Extract each line of the data below exactly as written.

======== Records for processing ========

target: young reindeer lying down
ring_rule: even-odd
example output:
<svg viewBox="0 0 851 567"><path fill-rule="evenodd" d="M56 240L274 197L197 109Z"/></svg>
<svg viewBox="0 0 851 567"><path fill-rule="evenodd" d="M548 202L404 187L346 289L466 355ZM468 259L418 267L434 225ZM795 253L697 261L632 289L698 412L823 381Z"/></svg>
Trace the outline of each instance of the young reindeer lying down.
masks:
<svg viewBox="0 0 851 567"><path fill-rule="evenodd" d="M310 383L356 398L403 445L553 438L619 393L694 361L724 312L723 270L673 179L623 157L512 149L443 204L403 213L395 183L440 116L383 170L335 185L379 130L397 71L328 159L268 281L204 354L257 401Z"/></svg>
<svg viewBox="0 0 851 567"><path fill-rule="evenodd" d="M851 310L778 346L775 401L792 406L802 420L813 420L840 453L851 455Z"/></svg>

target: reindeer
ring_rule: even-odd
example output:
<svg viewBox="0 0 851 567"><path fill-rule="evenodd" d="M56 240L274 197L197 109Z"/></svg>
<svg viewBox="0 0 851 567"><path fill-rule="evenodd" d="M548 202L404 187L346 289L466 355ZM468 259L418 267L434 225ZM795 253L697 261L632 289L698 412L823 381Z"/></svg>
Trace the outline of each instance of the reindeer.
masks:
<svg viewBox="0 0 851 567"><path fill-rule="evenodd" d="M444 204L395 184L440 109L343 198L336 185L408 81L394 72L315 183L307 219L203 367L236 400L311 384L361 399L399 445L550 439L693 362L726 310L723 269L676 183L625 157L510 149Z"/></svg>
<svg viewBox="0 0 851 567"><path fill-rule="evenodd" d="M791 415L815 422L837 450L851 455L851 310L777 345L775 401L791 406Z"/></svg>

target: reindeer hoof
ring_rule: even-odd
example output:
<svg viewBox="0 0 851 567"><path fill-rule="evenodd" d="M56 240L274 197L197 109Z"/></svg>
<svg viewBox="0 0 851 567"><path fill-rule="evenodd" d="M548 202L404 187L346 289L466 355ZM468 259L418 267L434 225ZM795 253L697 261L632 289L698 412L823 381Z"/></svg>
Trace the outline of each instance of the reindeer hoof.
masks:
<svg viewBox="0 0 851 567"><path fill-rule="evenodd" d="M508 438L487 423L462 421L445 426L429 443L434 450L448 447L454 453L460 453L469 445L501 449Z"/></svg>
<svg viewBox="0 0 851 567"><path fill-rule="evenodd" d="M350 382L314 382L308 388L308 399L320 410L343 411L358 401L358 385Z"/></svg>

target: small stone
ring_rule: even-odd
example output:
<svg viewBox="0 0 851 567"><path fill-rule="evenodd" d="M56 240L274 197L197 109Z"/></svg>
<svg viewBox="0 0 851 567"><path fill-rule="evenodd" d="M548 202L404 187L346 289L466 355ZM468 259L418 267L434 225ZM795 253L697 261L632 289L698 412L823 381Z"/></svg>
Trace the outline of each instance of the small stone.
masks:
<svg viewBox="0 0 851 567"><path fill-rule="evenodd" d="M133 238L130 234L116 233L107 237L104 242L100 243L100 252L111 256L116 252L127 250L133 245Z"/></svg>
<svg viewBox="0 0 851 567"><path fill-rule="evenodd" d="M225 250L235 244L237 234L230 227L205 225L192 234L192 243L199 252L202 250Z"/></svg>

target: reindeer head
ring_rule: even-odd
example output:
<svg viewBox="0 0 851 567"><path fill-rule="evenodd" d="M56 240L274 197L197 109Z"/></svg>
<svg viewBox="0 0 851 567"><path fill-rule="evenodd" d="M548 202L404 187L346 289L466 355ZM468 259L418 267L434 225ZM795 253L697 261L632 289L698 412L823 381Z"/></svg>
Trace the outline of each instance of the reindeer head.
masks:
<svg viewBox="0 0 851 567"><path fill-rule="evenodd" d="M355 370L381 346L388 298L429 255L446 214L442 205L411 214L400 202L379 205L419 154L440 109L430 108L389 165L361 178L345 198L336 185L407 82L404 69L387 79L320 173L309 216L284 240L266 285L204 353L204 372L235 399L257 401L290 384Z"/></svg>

========

**Answer to this task:**
target: young reindeer lying down
ring_rule: even-odd
example output:
<svg viewBox="0 0 851 567"><path fill-rule="evenodd" d="M56 240L274 197L197 109Z"/></svg>
<svg viewBox="0 0 851 567"><path fill-rule="evenodd" d="M548 202L404 187L346 289L466 355ZM468 259L418 267L434 225ZM795 253L697 261L632 289L698 412L823 381Z"/></svg>
Trace the outline of each instance of the young reindeer lying down.
masks:
<svg viewBox="0 0 851 567"><path fill-rule="evenodd" d="M310 383L356 398L403 445L553 438L619 393L694 361L724 312L723 270L673 179L623 157L512 149L443 204L403 213L395 183L440 116L383 170L335 185L379 130L397 71L328 159L268 281L204 354L257 401Z"/></svg>
<svg viewBox="0 0 851 567"><path fill-rule="evenodd" d="M851 310L778 346L775 401L792 406L802 420L813 420L840 453L851 455Z"/></svg>

target: reindeer
ring_rule: even-odd
example output:
<svg viewBox="0 0 851 567"><path fill-rule="evenodd" d="M56 240L274 197L197 109Z"/></svg>
<svg viewBox="0 0 851 567"><path fill-rule="evenodd" d="M548 202L404 187L346 289L466 355ZM468 259L418 267L434 225ZM795 253L697 261L632 289L698 412L823 381Z"/></svg>
Trace the outline of each instance of the reindeer.
masks:
<svg viewBox="0 0 851 567"><path fill-rule="evenodd" d="M444 204L395 184L440 109L343 198L336 185L408 81L394 72L315 183L307 219L203 367L236 400L311 384L361 399L399 445L550 439L693 362L726 310L723 269L676 183L625 157L510 149Z"/></svg>
<svg viewBox="0 0 851 567"><path fill-rule="evenodd" d="M791 415L815 422L837 450L851 455L851 310L777 345L775 401L791 406Z"/></svg>

target: reindeer hoof
ring_rule: even-odd
example output:
<svg viewBox="0 0 851 567"><path fill-rule="evenodd" d="M56 240L274 197L197 109Z"/></svg>
<svg viewBox="0 0 851 567"><path fill-rule="evenodd" d="M548 202L404 187L346 289L466 355ZM468 259L418 267L434 225ZM795 253L697 261L632 289L698 412L823 381Z"/></svg>
Trace the outline of each instance of the reindeer hoof.
masks:
<svg viewBox="0 0 851 567"><path fill-rule="evenodd" d="M508 438L487 423L462 421L445 426L429 443L434 450L448 447L454 453L460 453L469 445L501 449Z"/></svg>
<svg viewBox="0 0 851 567"><path fill-rule="evenodd" d="M350 382L314 382L308 388L308 399L320 410L343 411L358 401L358 385Z"/></svg>

target: small stone
ring_rule: even-odd
example output:
<svg viewBox="0 0 851 567"><path fill-rule="evenodd" d="M56 240L274 197L197 109Z"/></svg>
<svg viewBox="0 0 851 567"><path fill-rule="evenodd" d="M548 202L404 187L346 289L466 355ZM468 259L418 267L434 225ZM795 253L697 261L632 289L698 412L823 381Z"/></svg>
Trace the outline of each instance of the small stone.
masks:
<svg viewBox="0 0 851 567"><path fill-rule="evenodd" d="M133 238L130 234L116 233L107 237L104 242L100 243L100 252L111 256L116 252L127 250L133 245Z"/></svg>
<svg viewBox="0 0 851 567"><path fill-rule="evenodd" d="M225 250L235 244L237 234L230 227L205 225L192 234L192 243L199 252L202 250Z"/></svg>

target: reindeer head
ring_rule: even-odd
example output:
<svg viewBox="0 0 851 567"><path fill-rule="evenodd" d="M56 240L274 197L197 109Z"/></svg>
<svg viewBox="0 0 851 567"><path fill-rule="evenodd" d="M548 202L404 187L346 289L466 355ZM468 259L418 267L434 225ZM795 253L697 261L632 289L698 412L823 381Z"/></svg>
Trace the outline of each instance of the reindeer head.
masks:
<svg viewBox="0 0 851 567"><path fill-rule="evenodd" d="M355 370L381 346L388 298L429 255L446 214L442 205L411 214L400 202L379 205L419 154L440 109L430 108L389 165L361 178L345 198L336 185L407 82L404 69L387 79L320 173L309 216L284 240L266 285L204 353L204 372L235 399L257 401L290 384Z"/></svg>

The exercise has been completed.